Physical inactivity has been identified as a leading risk factor for global mortality and a contributor to the rise in overweight and obesity.
Early childhood is a period of rapid growth and development and a time when family lifestyle patterns can be adapted to boost health gains and to reduce the risk of developing obesity and the associated non-communicable diseases (NCDs) in later life as well as to improve mental health and wellbeing.
NCDs, also known as chronic diseases, are medical conditions that are not caused by infectious agents but caused by external factors, such as nutrition and lifestyle choices. The NCDs include malnutrition (caused by too little food or eating the wrong kind of foods), cardiovascular diseases (CVDs), hypertension, diabetes mellitus type 2 and cancer amongst others.
The World Health Organization (WHO) published recently a new report that provides clear guidelines on physical activity, sedentary behaviour and sleep for children under the age of 5 years.
To grow up healthy, children under the age of five must spend less time sitting watching screens, have more time for active play and improve the physical activity and sleep behaviours, this will contribute to their physical health according to new guidelines issued by the WHO. This report from the WHO can be found here.
Healthy eating plays a crucial role to avoid the risk of dying from NCDs and I like to encourage people to be more physically active and to help promote healthy diets that are low in fat, high in complex carbohydrates and which contain large amounts of fresh fruits and vegetables, such as the Mediterranean diet.
The recipe I share with you today is a very simple yet tasty and nutritious vegan Mediterranean recipe, my Lebanese family recipe for “Foul bi zeit” or “Fresh broad beans with extra virgin olive oil (EVOO)”.
Broad beans, also known as fava beans, are highly nutritious. They are an excellent source of plant-based protein and dietary fiber. They are a good source of health-benefiting antioxidants, vitamins (folates, vitamin-B6, vitamin B-1, riboflavin and niacin), minerals (iron, copper, manganese, calcium, magnesium). They also are a good source of phytonutrients and plant sterols.

Data under study:
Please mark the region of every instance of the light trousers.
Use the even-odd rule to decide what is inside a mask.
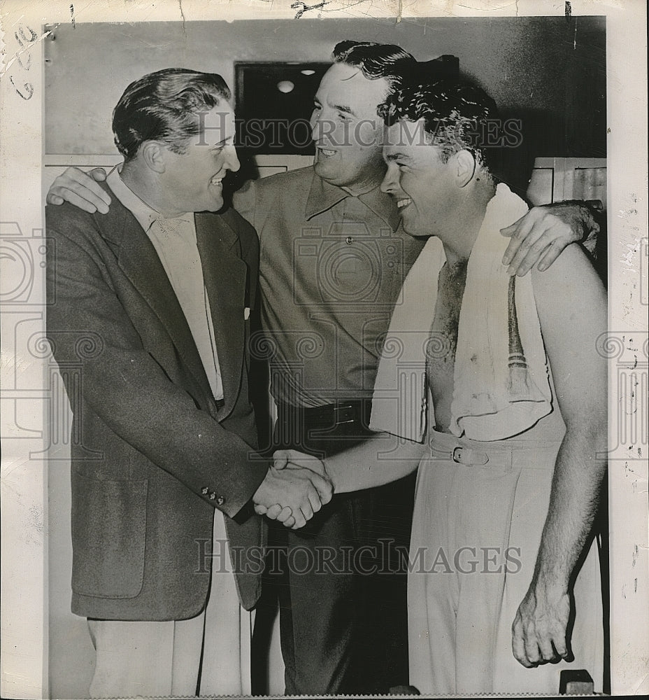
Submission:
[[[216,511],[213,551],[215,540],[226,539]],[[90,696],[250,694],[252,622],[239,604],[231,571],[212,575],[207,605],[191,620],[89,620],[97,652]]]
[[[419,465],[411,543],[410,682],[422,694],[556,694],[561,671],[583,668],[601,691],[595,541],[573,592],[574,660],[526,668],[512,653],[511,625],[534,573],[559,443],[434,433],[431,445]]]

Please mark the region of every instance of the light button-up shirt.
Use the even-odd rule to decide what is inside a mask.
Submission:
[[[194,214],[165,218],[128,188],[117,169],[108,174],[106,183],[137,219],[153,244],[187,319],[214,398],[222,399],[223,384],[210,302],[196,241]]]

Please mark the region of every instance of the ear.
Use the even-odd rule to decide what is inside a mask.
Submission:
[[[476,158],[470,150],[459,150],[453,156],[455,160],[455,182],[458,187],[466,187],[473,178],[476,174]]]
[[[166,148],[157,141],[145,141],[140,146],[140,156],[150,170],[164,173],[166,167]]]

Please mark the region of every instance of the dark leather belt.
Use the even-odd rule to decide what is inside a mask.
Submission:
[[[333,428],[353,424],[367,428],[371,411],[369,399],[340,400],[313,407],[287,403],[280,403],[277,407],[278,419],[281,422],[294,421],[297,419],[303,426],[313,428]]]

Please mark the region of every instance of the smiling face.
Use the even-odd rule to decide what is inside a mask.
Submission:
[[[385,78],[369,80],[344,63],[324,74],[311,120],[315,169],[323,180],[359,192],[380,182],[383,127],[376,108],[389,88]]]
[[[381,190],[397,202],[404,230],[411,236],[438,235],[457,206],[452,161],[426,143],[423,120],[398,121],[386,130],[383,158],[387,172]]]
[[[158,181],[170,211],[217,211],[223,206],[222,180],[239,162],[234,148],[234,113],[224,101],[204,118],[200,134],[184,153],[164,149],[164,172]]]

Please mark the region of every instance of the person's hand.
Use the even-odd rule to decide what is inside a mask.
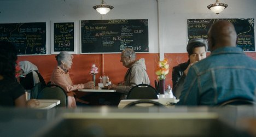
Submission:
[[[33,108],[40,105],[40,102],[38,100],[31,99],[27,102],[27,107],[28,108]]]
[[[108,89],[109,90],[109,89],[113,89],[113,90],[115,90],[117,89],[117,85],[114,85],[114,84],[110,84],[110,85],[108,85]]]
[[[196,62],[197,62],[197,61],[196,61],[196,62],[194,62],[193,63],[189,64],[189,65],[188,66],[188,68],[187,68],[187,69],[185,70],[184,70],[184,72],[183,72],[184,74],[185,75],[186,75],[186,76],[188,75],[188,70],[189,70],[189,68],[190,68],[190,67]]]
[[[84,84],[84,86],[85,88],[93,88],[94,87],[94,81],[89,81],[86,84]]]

Activity list:
A – In the article on physical activity and healthy eating, which age group do the new WHO guidelines on physical activity, sedentary behavior and sleep cover?
B – Mark each statement yes or no against the article on physical activity and healthy eating, and quote the words that decide it: (i) NCDs are caused by infectious agents. (ii) Broad beans are also called fava beans. (iii) The recipe shared in the article is vegan.
C – Write the next part of the article on physical activity and healthy eating, starting after its final sentence.

Answers to each task:
A – Children under the age of 5 years.

B –
(i) No: "not caused by infectious agents but caused by external factors"
(ii) Yes: "Broad beans, also known as fava beans"
(iii) Yes: "a very simple yet tasty and nutritious vegan Mediterranean recipe"

C –
If you try this tasty and healthy vegan Mediterranean diet recipe of “Lebanese foul bi zeit”, please let me know, leave a comment and rate it. I would love to know what you come up with. Enjoy and happy healthy cooking!
- 1 kg (2.2 pounds) Fresh broad bean pods (if they are very fresh) or 6 cups shelled broad beans
- 4 Garlic cloves, peeled and crushed
- ½ Teaspoon dried coriander
- 3 Tablespoons extra virgin olive oil (EVOO)
- ½ Teaspoon sea salt (or salt to taste)
- ¼ Cup water
- Have the fresh broad beans well washed and the rest of the ingredients prepared as indicated in the ingredients description. If the fresh broad bean pods are really fresh chop them into small pieces. Otherwise simply remove them from their pods and discard the pods.
- Peel and mince the garlic cloves and add them to the mortar and pestle to crush it down into a paste. Mix the garlic paste with the dried coriander and a bit of salt.
- In a saucepan with lid, add the EVOO and the garlic and coriander mix, sauté for about 1 minute and add then the chopped fresh broad beans. Sauté for a couple of minutes and then add ¼ cup of water and cook at low heat, stirring occasionally, covered with the lid for about 20-25 minutes until the broad beans are tender.
- Remove from the heat and serve warm.
When you do not add yogurt to the “Foul bi zeit” it is common to add freshly squeezed lemon juice.
The “Foul bi zeit” are usually served with bread.